--- Start of Information supplied ---
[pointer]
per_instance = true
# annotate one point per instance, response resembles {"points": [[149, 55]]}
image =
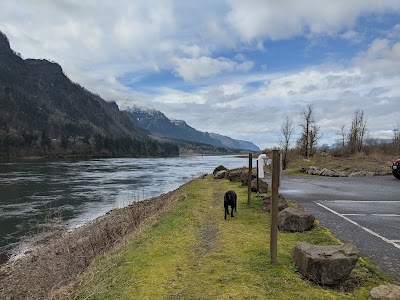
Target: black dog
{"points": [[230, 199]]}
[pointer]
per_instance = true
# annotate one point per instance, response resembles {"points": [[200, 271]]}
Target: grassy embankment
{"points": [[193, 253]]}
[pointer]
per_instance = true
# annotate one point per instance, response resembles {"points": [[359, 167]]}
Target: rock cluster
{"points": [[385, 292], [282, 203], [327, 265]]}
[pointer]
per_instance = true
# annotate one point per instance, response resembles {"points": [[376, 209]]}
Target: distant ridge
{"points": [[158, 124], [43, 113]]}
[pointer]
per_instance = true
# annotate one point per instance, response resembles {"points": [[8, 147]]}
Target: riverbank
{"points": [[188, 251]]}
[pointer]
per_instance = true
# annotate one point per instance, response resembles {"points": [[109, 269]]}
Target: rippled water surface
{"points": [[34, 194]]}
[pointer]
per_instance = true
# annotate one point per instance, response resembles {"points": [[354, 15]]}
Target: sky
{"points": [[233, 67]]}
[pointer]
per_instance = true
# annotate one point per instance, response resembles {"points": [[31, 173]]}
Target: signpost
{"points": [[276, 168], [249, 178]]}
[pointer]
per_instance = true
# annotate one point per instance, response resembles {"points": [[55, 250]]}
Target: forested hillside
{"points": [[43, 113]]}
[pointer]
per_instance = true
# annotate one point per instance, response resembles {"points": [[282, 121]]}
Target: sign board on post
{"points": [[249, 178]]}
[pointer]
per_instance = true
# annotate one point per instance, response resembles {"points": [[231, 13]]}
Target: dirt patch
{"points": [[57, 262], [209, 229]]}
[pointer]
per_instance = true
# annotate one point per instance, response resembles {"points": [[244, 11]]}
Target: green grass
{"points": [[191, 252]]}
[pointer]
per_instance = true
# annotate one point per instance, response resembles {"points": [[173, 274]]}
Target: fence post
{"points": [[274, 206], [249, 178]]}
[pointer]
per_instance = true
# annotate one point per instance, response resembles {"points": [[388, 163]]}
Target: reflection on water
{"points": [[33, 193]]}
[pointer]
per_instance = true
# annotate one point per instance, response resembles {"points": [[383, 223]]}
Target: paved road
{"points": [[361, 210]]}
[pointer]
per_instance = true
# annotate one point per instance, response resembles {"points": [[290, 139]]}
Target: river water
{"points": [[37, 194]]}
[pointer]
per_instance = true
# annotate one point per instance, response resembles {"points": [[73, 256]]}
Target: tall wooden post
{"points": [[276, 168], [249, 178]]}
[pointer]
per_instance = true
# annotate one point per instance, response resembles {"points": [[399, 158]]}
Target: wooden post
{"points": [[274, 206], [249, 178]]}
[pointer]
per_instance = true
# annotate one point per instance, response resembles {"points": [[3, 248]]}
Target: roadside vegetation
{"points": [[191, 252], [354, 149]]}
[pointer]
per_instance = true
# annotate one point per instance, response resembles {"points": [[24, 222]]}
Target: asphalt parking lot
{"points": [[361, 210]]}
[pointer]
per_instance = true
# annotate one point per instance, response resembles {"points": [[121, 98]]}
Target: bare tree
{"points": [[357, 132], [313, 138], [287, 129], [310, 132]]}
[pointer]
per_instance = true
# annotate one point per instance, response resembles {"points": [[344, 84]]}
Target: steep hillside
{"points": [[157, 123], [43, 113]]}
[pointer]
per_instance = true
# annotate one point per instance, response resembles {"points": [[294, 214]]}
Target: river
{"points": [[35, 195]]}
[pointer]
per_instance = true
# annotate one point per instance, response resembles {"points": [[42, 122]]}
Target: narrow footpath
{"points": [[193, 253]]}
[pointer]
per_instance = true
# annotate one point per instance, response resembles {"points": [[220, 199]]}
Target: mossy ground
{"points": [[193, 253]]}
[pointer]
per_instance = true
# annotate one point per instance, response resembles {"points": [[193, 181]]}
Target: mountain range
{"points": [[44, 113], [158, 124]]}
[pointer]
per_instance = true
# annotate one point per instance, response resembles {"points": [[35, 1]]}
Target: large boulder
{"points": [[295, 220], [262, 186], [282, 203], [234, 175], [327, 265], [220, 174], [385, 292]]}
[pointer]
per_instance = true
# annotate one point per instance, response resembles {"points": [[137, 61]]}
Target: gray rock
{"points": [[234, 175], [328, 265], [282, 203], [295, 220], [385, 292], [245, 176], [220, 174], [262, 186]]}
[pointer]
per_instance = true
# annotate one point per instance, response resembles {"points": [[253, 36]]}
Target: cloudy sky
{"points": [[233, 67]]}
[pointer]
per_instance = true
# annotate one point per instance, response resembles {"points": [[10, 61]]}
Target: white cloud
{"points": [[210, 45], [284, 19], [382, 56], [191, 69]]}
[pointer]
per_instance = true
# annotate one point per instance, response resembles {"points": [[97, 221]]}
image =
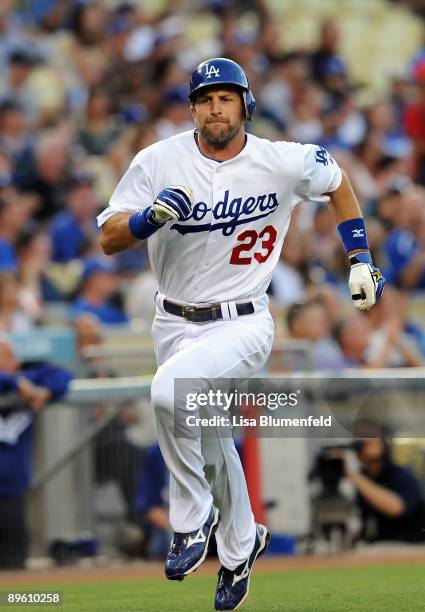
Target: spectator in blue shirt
--- End of Information supplied ---
What to do.
Leave out the pictures and restate everything else word for word.

Expected answer.
[pointer]
per_instance = true
# annotate one point per instance, response resembles {"points": [[149, 55]]}
image =
Target: black dog
{"points": [[230, 199]]}
[pointer]
per_instance = true
# annotate one point per instance, response resembles {"points": [[200, 271]]}
Target: grassy embankment
{"points": [[193, 253]]}
[pointer]
per_instance = true
# annotate one point per instance, response resembles {"points": [[359, 167]]}
Target: rock cluster
{"points": [[385, 292], [282, 203], [327, 265]]}
[pointer]
per_instance = true
# annotate one point per instance, response resembles {"points": [[376, 209]]}
Target: distant ridge
{"points": [[158, 124], [43, 113]]}
[pointer]
per_instance = true
# annotate one point per instance, response resembles {"points": [[8, 147]]}
Target: riverbank
{"points": [[188, 251]]}
[pointer]
per_instance = true
# annotate one point per instance, response resembles {"points": [[109, 269]]}
Target: rippled water surface
{"points": [[34, 194]]}
[pointer]
per_instance = true
# annotate one point per instance, response resembles {"points": [[354, 15]]}
Target: sky
{"points": [[233, 67]]}
[pointer]
per_instance = true
# annotate one point per instance, response resembles {"points": [[31, 173]]}
Target: signpost
{"points": [[276, 168], [249, 178]]}
[pointer]
per_instance = true
# annotate one point per instance, response resembles {"points": [[55, 250]]}
Target: forested hillside
{"points": [[43, 113]]}
[pointer]
per_instance = true
# annotate one point per instance, response resembles {"points": [[282, 121]]}
Target: sign board on post
{"points": [[249, 178]]}
[pointer]
per_instance = true
# annotate one point per instance, response resembles {"points": [[231, 13]]}
Target: dirt patch
{"points": [[57, 262], [209, 229]]}
[pointer]
per_instance = true
# annotate one point per instance, response resembles {"points": [[244, 11]]}
Target: green grass
{"points": [[191, 252]]}
[pointer]
per_instance = true
# annotate one point per instance, response resembles {"points": [[173, 274]]}
Target: fence post
{"points": [[274, 206], [249, 178]]}
[pointer]
per_instance = true
# annotate one point per instance, response resembles {"points": [[388, 163]]}
Target: reflection on water
{"points": [[33, 193]]}
[pointer]
per_instance = true
# annotate one point per instance, response resembles {"points": [[383, 223]]}
Target: paved road
{"points": [[361, 210]]}
[pointer]
per_instance = true
# annotate one point per instance, response resembles {"points": [[290, 139]]}
Target: river water
{"points": [[37, 194]]}
[pointer]
per_instance = true
# annotate one point per instance, response resembles {"points": [[73, 256]]}
Target: tall wooden post
{"points": [[276, 168], [249, 178]]}
[pointer]
per_instance = true
# annotate one point per instance, response resembles {"points": [[399, 158]]}
Target: wooden post
{"points": [[274, 206], [249, 178]]}
[pointer]
per_instance = true
# annotate one point per instance, response resembles {"points": [[3, 248]]}
Target: roadside vegetation
{"points": [[191, 252], [354, 149]]}
[pointer]
per_instance = true
# annotate one point per instance, response resembles {"points": [[24, 222]]}
Target: asphalt parking lot
{"points": [[361, 210]]}
[pointer]
per_instance = true
# annotate one point per instance, response resembles {"points": [[121, 98]]}
Target: bare tree
{"points": [[357, 132], [313, 138], [287, 129], [310, 132]]}
[pointer]
per_instance = true
# annotate one point per instance, response resembles {"points": [[344, 84]]}
Target: steep hillside
{"points": [[157, 123], [43, 113]]}
[pointer]
per_instance = true
# annotate one point per instance, response resembles {"points": [[294, 214]]}
Target: river
{"points": [[35, 195]]}
[pointer]
per_instance = true
# annotate one point per instance, response resembles {"points": [[42, 122]]}
Target: narrow footpath
{"points": [[193, 253]]}
[pointer]
per_instance = true
# annotate one point per instance, response resembles {"points": [[220, 199]]}
Target: mossy ground
{"points": [[193, 253]]}
[pointer]
per_instance = true
# annotate one point per instance, response resembles {"points": [[193, 181]]}
Target: mountain range
{"points": [[44, 113], [158, 124]]}
[pointer]
per_instance = true
# annotate one point per instance, response resembles {"points": [[35, 1]]}
Target: large boulder
{"points": [[295, 220], [262, 186], [282, 203], [234, 175], [327, 265], [220, 174], [385, 292]]}
[pointer]
per_instance = true
# annotate one point per instance, response resembles {"points": [[137, 61]]}
Target: gray rock
{"points": [[234, 175], [328, 265], [282, 203], [295, 220], [385, 292], [245, 176], [220, 174], [262, 186]]}
[pointer]
per_instance = true
# annotate one point per instance, response resembles {"points": [[253, 36]]}
Target: cloudy sky
{"points": [[233, 67]]}
[pointer]
per_instance = true
# annotate one point per instance, response resembles {"points": [[10, 61]]}
Target: white cloud
{"points": [[210, 45], [284, 19], [382, 56], [191, 69]]}
[pointer]
per_instance = true
# annotate one point per instance, response resembles {"points": [[97, 221]]}
image =
Target: spectator in blue shirt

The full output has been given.